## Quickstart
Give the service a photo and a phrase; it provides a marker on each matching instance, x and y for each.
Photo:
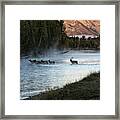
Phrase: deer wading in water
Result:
(73, 61)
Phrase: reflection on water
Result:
(35, 78)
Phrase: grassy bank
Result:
(86, 89)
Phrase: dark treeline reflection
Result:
(37, 36)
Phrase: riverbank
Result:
(86, 89)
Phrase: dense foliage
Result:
(86, 89)
(40, 35)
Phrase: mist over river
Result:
(35, 78)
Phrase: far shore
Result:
(86, 89)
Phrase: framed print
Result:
(60, 60)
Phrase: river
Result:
(35, 78)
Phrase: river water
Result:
(35, 78)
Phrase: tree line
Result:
(41, 35)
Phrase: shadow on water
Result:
(36, 78)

□ □ □ □ □

- [SET EXERCISE] Copy out all of the entries above word for word, but leave the picture out.

- [ANSWER TO THE PROBLEM]
## Quickstart
Give the service a photo and a phrase; it provides a marker on each matching instance, x and y for each.
Photo:
Phrase: deer wading in water
Result:
(73, 61)
Phrase: reflection on water
Result:
(35, 78)
Phrase: grassy bank
Result:
(86, 89)
Phrase: dark treeline reflection
Result:
(37, 36)
Phrase: riverbank
Result:
(86, 89)
Phrase: dense foliage
Result:
(86, 89)
(40, 35)
Phrase: mist over river
Result:
(35, 78)
Phrase: far shore
Result:
(86, 89)
Phrase: framed print
Result:
(60, 60)
Phrase: river
Result:
(35, 78)
Phrase: river water
Result:
(35, 78)
Phrase: tree line
Result:
(41, 35)
Phrase: shadow on water
Result:
(36, 78)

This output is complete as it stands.